─── Information given ───

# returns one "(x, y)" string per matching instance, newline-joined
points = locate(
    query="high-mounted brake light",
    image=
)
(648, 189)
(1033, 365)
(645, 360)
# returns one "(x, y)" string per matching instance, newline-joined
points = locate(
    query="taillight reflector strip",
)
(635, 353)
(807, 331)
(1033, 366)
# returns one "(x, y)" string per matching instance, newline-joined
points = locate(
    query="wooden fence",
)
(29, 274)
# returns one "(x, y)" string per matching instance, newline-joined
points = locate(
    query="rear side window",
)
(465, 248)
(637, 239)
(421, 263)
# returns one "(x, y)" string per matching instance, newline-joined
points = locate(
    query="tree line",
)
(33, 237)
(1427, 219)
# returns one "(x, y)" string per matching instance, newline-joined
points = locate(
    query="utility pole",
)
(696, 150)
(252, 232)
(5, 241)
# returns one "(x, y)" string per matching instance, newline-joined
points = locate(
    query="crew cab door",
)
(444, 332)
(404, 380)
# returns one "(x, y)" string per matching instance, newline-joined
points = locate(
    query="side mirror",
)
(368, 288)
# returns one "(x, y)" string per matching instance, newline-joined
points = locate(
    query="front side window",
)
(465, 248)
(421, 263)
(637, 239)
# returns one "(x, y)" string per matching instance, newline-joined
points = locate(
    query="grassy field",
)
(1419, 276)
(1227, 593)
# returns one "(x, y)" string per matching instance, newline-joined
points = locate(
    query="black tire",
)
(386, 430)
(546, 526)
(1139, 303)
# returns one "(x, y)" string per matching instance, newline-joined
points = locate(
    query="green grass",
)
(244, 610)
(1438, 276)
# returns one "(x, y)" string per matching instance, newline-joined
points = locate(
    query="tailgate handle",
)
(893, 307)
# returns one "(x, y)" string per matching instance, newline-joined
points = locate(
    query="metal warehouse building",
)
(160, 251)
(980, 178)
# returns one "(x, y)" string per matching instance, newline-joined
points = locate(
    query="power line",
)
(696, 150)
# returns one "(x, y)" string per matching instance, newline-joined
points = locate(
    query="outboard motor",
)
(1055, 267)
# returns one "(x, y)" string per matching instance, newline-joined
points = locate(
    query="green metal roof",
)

───

* _Task requirements_
Write down all the entries again without a single difference.

* _Solution for this task_
# returns one "(x, y)" string per matching instance, newline-joined
points = locate(
    query="high-mounted brake light",
    image=
)
(648, 189)
(1033, 365)
(645, 360)
# returns one "(x, y)" string per matching instance, newline-joined
points = locate(
    query="taillight reflector strip",
)
(635, 353)
(807, 331)
(1033, 366)
# returns one "(x, y)" string per matching instance, newline-joined
points = locate(
    query="wooden fence",
)
(29, 274)
# returns one "(x, y)" string per matching instance, newline-joined
points = locate(
    query="rear side window",
)
(465, 248)
(637, 239)
(421, 263)
# returns one "(x, y)" string per matching instance, newline-joined
points = locate(
    query="tree line",
)
(33, 237)
(1427, 219)
# returns one "(x, y)" string per matching instance, newline-joined
points = locate(
    query="utility pole",
)
(696, 150)
(252, 232)
(5, 241)
# returns one "(x, y)" string per matching instance, newline-joined
points = locate(
    query="crew cab door",
)
(444, 332)
(404, 380)
# returns one "(x, y)" string per matching instance, newline-joined
points = locate(
    query="side mirror",
)
(368, 288)
# returns one "(x, y)" string per matching instance, newline-joined
points = locate(
    query="front side window",
)
(465, 248)
(421, 263)
(637, 239)
# returns one "(x, y)" string per matching instance, newline-joined
points = locate(
    query="grassy field",
)
(1419, 276)
(1227, 593)
# returns one "(x, y)" string per matching instance, newline-joined
points = locate(
    query="black tire",
)
(386, 430)
(546, 526)
(1139, 303)
# returns one "(x, y)" string per matching instance, newline-joined
points = locate(
    query="green grass",
)
(244, 610)
(1438, 276)
# returns one "(x, y)" string per matching instance, newline-joined
points = locate(
    query="tailgate handle",
)
(893, 307)
# returns one "(x, y)" string per matching instance, newline-joined
points = locate(
    query="metal warehouse building",
)
(160, 251)
(980, 178)
# returns one "(x, y)" string per matching instance, newline-joined
points = locate(
    query="power line",
)
(696, 150)
# returns one "(x, y)" string per matching instance, newline-joined
points = locate(
    query="outboard motor",
)
(1055, 267)
# returns one "(x, y)" string per matching instance, newline-joined
points = locate(
    query="green metal roof",
)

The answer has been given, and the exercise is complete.